# Recorded data
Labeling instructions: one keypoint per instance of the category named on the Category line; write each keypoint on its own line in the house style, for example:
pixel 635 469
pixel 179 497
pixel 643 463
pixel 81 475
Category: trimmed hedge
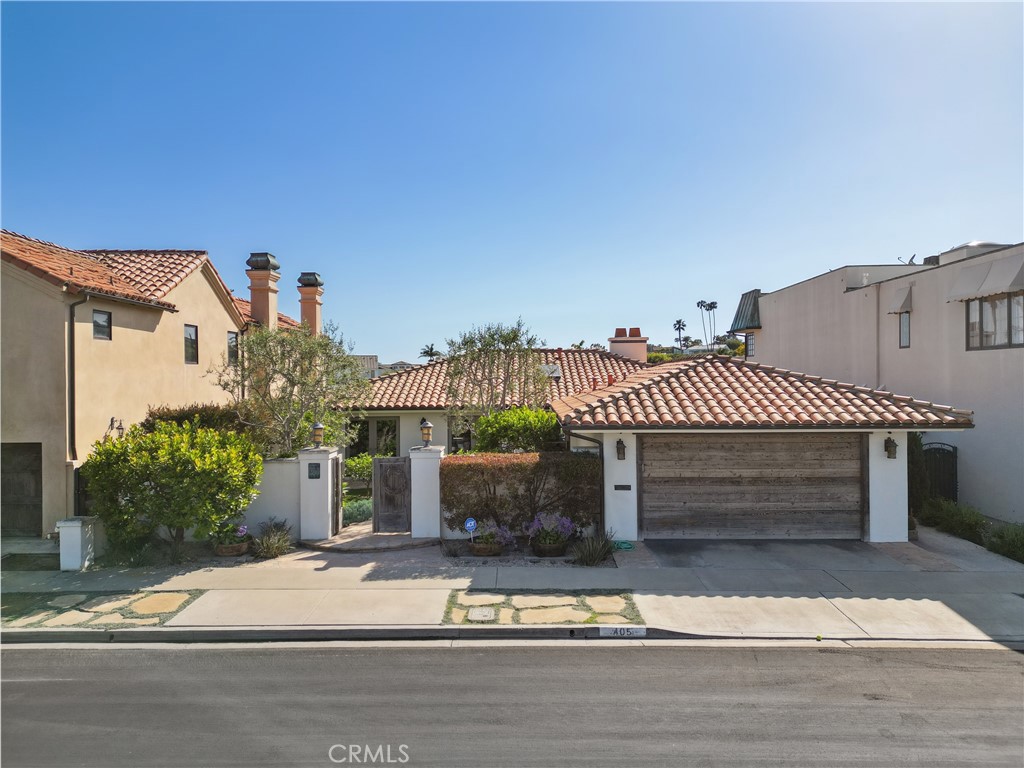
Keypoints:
pixel 512 488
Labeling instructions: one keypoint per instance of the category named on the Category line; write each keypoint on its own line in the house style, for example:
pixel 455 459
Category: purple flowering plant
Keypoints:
pixel 551 527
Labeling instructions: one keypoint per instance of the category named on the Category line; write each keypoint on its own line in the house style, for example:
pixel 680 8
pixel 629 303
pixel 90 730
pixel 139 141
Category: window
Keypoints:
pixel 995 322
pixel 101 323
pixel 904 330
pixel 192 344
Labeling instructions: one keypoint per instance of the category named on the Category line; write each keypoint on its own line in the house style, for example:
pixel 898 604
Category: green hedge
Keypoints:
pixel 511 488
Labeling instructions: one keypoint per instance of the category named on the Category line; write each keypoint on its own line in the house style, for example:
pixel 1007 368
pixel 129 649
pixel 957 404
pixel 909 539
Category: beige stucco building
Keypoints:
pixel 90 340
pixel 950 331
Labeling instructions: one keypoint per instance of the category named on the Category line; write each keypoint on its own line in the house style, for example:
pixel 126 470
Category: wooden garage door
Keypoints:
pixel 751 486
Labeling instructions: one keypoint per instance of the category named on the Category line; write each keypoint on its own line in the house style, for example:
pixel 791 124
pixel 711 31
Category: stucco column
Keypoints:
pixel 887 495
pixel 315 485
pixel 425 469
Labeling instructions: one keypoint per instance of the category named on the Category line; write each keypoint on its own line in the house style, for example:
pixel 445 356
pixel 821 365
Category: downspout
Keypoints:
pixel 72 430
pixel 600 452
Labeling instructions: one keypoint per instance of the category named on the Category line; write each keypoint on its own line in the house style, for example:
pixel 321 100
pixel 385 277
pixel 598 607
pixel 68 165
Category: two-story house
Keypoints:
pixel 950 330
pixel 91 339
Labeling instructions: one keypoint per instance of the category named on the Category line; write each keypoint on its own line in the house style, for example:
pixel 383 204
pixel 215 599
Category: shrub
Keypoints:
pixel 511 489
pixel 1009 541
pixel 361 467
pixel 517 429
pixel 177 476
pixel 958 519
pixel 357 511
pixel 592 550
pixel 273 539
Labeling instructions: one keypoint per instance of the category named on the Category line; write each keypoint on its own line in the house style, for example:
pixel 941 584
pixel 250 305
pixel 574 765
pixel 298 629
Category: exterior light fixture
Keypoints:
pixel 890 444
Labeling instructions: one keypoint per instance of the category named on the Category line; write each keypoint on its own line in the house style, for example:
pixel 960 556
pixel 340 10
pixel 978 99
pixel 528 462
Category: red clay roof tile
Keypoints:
pixel 715 391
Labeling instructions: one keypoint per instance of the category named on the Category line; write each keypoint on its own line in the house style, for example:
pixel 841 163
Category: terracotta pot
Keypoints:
pixel 230 550
pixel 479 549
pixel 549 550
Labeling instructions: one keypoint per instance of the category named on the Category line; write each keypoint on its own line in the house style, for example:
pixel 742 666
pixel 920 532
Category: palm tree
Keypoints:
pixel 679 327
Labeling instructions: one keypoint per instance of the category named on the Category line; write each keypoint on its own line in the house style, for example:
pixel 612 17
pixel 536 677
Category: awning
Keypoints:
pixel 969 283
pixel 991 279
pixel 1006 275
pixel 901 301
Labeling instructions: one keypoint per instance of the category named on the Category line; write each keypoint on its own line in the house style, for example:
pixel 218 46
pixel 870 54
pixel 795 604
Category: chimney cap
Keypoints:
pixel 263 261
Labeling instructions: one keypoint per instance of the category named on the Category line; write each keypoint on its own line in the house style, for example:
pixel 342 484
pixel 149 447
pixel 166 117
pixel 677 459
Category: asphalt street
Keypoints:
pixel 525 706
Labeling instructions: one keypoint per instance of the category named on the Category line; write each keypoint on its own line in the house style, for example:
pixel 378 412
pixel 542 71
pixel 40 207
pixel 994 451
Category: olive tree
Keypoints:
pixel 178 476
pixel 284 381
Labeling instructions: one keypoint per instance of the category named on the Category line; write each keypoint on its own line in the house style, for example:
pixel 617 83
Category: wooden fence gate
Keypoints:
pixel 392 497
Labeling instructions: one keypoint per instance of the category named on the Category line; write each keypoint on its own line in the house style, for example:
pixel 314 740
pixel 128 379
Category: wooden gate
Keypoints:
pixel 392 497
pixel 940 463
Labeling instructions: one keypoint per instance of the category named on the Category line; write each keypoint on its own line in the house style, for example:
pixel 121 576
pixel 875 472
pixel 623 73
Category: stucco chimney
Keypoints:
pixel 263 288
pixel 633 346
pixel 310 290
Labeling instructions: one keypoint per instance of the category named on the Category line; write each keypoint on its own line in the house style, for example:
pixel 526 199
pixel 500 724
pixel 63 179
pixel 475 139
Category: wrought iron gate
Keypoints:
pixel 940 461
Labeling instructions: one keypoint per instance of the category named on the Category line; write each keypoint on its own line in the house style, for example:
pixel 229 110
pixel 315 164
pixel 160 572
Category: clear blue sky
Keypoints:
pixel 584 166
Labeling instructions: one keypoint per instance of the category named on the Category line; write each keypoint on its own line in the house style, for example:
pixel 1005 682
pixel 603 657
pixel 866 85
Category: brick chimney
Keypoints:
pixel 263 278
pixel 632 345
pixel 310 290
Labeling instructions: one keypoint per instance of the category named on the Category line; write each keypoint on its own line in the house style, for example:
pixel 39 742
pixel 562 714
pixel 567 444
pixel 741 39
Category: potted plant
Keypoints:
pixel 492 541
pixel 550 534
pixel 229 539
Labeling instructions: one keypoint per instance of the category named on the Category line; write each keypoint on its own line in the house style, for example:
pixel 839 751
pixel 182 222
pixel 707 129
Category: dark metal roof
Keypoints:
pixel 748 313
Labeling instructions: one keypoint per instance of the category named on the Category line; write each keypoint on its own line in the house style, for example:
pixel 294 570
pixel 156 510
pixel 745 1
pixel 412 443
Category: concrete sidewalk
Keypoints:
pixel 939 589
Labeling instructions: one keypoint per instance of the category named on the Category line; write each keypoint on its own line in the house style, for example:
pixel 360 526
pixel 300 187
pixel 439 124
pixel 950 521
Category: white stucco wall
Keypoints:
pixel 817 327
pixel 279 496
pixel 887 518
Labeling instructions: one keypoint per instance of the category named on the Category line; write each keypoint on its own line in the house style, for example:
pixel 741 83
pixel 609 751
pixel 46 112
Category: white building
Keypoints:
pixel 949 331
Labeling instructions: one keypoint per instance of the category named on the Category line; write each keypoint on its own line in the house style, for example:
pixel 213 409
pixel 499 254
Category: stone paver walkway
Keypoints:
pixel 122 609
pixel 525 608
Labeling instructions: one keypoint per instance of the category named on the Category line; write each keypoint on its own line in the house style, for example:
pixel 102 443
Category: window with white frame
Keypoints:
pixel 995 322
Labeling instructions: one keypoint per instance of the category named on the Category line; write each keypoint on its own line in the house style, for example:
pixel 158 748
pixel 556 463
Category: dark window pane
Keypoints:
pixel 101 323
pixel 192 344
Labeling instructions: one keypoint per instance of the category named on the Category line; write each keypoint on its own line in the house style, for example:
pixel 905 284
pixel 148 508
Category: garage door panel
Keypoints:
pixel 783 485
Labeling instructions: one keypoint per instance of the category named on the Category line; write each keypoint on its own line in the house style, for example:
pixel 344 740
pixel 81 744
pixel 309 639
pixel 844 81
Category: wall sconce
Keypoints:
pixel 890 444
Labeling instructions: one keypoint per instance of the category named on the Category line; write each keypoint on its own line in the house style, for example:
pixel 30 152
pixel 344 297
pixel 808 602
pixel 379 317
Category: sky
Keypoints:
pixel 450 165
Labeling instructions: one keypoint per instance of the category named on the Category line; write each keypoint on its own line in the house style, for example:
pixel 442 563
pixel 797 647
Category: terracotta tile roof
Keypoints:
pixel 245 308
pixel 425 387
pixel 716 391
pixel 79 270
pixel 154 272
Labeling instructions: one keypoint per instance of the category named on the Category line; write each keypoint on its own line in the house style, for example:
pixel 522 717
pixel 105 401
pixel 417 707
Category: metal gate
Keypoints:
pixel 940 463
pixel 392 497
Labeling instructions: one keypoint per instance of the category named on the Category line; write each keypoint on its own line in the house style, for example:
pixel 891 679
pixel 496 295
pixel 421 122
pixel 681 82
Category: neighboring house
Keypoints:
pixel 90 339
pixel 950 330
pixel 399 400
pixel 721 448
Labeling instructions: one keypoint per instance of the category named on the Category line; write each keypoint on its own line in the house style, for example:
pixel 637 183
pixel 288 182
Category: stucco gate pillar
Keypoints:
pixel 315 493
pixel 425 471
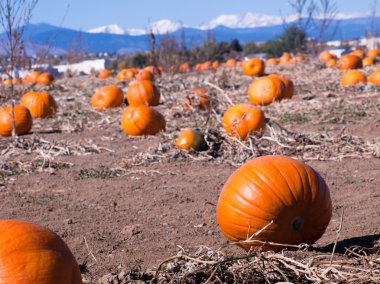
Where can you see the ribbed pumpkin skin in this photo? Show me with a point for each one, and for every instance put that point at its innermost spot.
(40, 104)
(289, 86)
(191, 139)
(242, 119)
(274, 188)
(143, 92)
(253, 67)
(142, 120)
(31, 254)
(266, 90)
(107, 97)
(23, 120)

# Requirement
Only the lines from the first line of the entries through the line containing "pixel 455 459" should be output, exactly as they are, without pictures.

# Answer to this task
Labeling instructions: one keypoint per instance of the category named on the Category line; write each keypoint on its own line in the house style, for example:
pixel 635 469
pixel 179 497
pixel 643 463
pixel 81 475
Category: trimmed hedge
Keypoints:
pixel 512 488
Labeling instructions: one keypoint per instance of the category named on the Category line; write each keypoint on its own line in the house style, for example:
pixel 455 459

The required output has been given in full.